> Problem statement
Reproduce the line that holds "plumage, writing one line per instance." together with all the lines after it up to the end of the entries.

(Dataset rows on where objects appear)
━━━━━━━━━━━━━━━━

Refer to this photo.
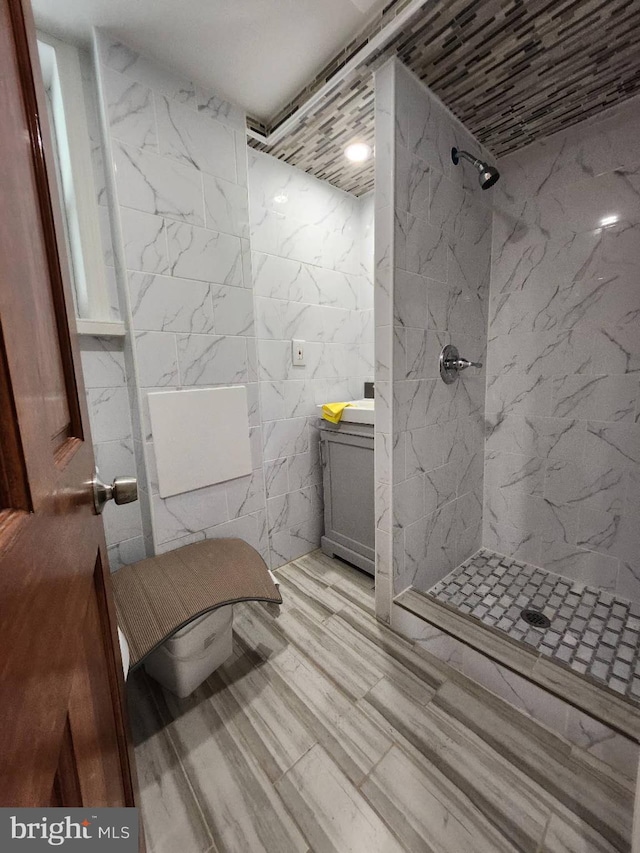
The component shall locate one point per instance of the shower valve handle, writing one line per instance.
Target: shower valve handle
(451, 364)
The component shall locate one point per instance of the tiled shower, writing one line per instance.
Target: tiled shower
(516, 487)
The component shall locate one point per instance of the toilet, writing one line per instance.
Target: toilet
(190, 655)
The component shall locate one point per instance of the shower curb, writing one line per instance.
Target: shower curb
(598, 701)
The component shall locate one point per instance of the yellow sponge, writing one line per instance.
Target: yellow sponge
(332, 412)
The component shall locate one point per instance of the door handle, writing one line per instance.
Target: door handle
(123, 490)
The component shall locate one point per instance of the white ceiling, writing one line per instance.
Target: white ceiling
(257, 53)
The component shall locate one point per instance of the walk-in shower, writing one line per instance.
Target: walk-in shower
(487, 176)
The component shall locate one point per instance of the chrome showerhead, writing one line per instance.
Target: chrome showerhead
(487, 175)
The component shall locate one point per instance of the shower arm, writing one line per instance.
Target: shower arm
(460, 363)
(470, 159)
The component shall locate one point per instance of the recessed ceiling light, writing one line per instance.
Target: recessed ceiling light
(357, 152)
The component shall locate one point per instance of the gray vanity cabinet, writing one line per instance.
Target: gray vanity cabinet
(347, 473)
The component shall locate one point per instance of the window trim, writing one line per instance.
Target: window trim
(95, 315)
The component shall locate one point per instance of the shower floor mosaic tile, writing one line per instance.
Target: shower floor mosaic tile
(592, 631)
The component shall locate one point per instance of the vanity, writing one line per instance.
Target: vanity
(346, 453)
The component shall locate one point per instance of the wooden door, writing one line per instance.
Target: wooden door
(63, 733)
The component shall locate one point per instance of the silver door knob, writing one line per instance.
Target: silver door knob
(123, 490)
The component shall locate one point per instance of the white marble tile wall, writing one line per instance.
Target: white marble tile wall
(312, 258)
(179, 173)
(563, 388)
(437, 221)
(103, 367)
(105, 372)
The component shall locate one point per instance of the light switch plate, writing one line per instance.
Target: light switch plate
(297, 353)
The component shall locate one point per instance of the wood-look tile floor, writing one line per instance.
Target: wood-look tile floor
(328, 732)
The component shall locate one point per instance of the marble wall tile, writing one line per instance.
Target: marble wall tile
(194, 139)
(131, 111)
(232, 311)
(204, 255)
(103, 363)
(144, 241)
(109, 413)
(157, 359)
(180, 160)
(170, 304)
(120, 57)
(563, 345)
(311, 283)
(212, 359)
(226, 206)
(440, 251)
(153, 184)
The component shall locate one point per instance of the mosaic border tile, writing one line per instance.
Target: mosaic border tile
(512, 72)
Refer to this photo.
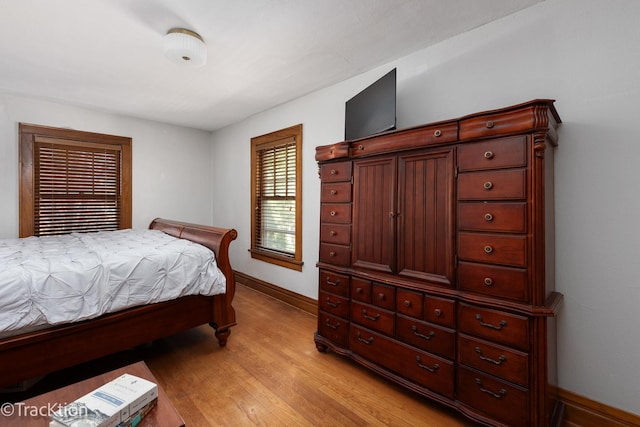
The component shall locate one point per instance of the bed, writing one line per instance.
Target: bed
(36, 353)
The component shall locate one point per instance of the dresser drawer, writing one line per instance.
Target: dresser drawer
(503, 362)
(335, 172)
(334, 329)
(508, 184)
(373, 317)
(506, 402)
(383, 296)
(493, 249)
(334, 304)
(335, 233)
(493, 280)
(495, 124)
(410, 303)
(335, 254)
(500, 217)
(427, 336)
(497, 326)
(335, 213)
(440, 311)
(411, 139)
(334, 283)
(335, 192)
(361, 290)
(493, 154)
(420, 367)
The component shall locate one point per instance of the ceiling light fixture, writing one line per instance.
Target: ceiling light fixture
(185, 47)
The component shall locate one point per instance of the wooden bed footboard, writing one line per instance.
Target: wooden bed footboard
(38, 353)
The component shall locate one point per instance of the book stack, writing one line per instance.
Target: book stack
(122, 402)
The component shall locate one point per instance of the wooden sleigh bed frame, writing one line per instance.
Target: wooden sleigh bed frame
(38, 353)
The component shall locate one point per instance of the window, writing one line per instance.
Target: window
(73, 181)
(276, 197)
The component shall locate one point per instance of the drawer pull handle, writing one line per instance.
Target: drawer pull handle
(498, 395)
(432, 370)
(503, 323)
(427, 337)
(362, 340)
(366, 316)
(330, 283)
(501, 359)
(332, 304)
(329, 325)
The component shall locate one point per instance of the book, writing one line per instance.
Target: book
(116, 402)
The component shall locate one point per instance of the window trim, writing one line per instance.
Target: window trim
(27, 137)
(258, 143)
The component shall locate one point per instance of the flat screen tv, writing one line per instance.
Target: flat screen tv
(373, 110)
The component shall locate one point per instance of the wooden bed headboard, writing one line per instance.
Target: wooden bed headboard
(215, 238)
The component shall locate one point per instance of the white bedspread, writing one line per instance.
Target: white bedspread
(62, 279)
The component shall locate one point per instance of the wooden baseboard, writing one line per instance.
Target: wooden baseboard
(583, 412)
(299, 301)
(579, 411)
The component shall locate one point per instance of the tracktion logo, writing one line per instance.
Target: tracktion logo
(21, 409)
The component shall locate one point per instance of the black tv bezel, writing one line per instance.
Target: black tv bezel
(377, 97)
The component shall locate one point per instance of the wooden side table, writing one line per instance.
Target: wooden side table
(36, 411)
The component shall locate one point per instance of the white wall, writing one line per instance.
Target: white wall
(171, 165)
(583, 53)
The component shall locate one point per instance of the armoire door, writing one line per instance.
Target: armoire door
(425, 216)
(374, 194)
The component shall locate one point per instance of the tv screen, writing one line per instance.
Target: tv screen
(373, 110)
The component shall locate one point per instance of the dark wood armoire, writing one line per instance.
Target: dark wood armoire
(436, 262)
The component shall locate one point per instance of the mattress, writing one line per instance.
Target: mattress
(62, 279)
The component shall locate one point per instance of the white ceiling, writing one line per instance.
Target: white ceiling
(108, 54)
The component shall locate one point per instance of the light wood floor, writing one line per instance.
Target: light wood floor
(270, 374)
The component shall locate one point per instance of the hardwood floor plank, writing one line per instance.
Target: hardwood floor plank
(269, 374)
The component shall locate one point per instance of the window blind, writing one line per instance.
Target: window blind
(77, 186)
(276, 197)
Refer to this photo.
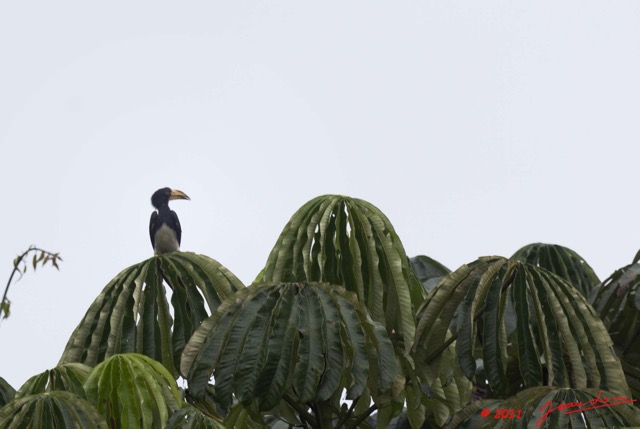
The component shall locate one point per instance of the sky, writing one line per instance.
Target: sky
(476, 127)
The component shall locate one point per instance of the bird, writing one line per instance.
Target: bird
(164, 226)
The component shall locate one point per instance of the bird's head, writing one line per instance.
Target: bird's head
(162, 196)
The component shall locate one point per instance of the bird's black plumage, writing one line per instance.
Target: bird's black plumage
(164, 226)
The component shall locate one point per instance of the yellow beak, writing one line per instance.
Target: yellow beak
(178, 195)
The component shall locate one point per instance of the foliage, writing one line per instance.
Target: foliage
(350, 242)
(341, 330)
(69, 377)
(549, 407)
(52, 410)
(617, 301)
(429, 271)
(20, 264)
(562, 261)
(133, 390)
(554, 339)
(305, 341)
(6, 392)
(132, 313)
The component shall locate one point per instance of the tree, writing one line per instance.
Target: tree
(339, 330)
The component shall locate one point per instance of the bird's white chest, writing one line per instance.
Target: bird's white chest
(165, 240)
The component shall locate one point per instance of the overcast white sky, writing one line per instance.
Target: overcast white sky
(477, 127)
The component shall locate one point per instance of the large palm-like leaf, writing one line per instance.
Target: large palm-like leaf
(6, 392)
(69, 377)
(132, 313)
(561, 261)
(549, 407)
(556, 338)
(307, 341)
(133, 391)
(51, 410)
(191, 418)
(429, 271)
(350, 242)
(617, 300)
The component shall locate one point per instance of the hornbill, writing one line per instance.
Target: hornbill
(164, 227)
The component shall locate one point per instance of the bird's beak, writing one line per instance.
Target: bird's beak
(178, 195)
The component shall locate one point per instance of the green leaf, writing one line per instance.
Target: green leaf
(562, 261)
(6, 392)
(554, 329)
(551, 407)
(310, 340)
(349, 242)
(133, 390)
(57, 409)
(68, 377)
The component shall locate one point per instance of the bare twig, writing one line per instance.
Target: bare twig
(20, 266)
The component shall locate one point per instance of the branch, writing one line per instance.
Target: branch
(20, 266)
(300, 409)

━━━━━━━━━━━━━━━━

> Solution to the exercise
The component shall locate one point per instance of the bird's black plumage, writing one line per instance.
Target: bird's black plumage
(164, 226)
The component shall locate one point per instance of the yellow beak, writing one line per instance.
Target: yellow beak
(178, 195)
The component shall locate one point per instance of the foliage, writing one line per instance.
Target: foliage
(350, 242)
(341, 330)
(69, 377)
(549, 407)
(52, 410)
(617, 301)
(429, 271)
(20, 264)
(562, 261)
(133, 390)
(554, 339)
(305, 341)
(6, 392)
(132, 313)
The component shall locate one point per instance of the tree, writing one line per instance.
Target: tree
(339, 330)
The component shall locate one point per instance of the bird's white chest, writing one line per instance.
Target: bird's white chest
(165, 240)
The component shall locate one point per instance of the overcast white sky, writing one line per instance.
Target: overcast white sky
(477, 127)
The component shall locate one point per instance of the large palm-like leaf, writing one line per instance.
Target: large palm-like leaf
(6, 392)
(69, 377)
(132, 313)
(561, 261)
(549, 407)
(556, 338)
(307, 341)
(133, 391)
(51, 410)
(191, 418)
(429, 271)
(350, 242)
(617, 300)
The component shall locate one point per instance of the hornbill, writing one line per instance.
Target: hornbill
(164, 227)
The component shall locate one point per instance of the bird's beak, writing one line per instance.
Target: bird's beak
(178, 195)
The component shall locate one point per instance of the green leaf, writing one line per instance.
Target: green leaf
(562, 261)
(6, 392)
(554, 329)
(551, 407)
(310, 340)
(349, 242)
(133, 390)
(57, 409)
(68, 377)
The component shall locate one point per instance of the bare twig, writing one line per instance.
Target: bare twig
(20, 266)
The component shall locate one point per instance of the branch, writing one line per instance.
Target: branch
(20, 266)
(300, 409)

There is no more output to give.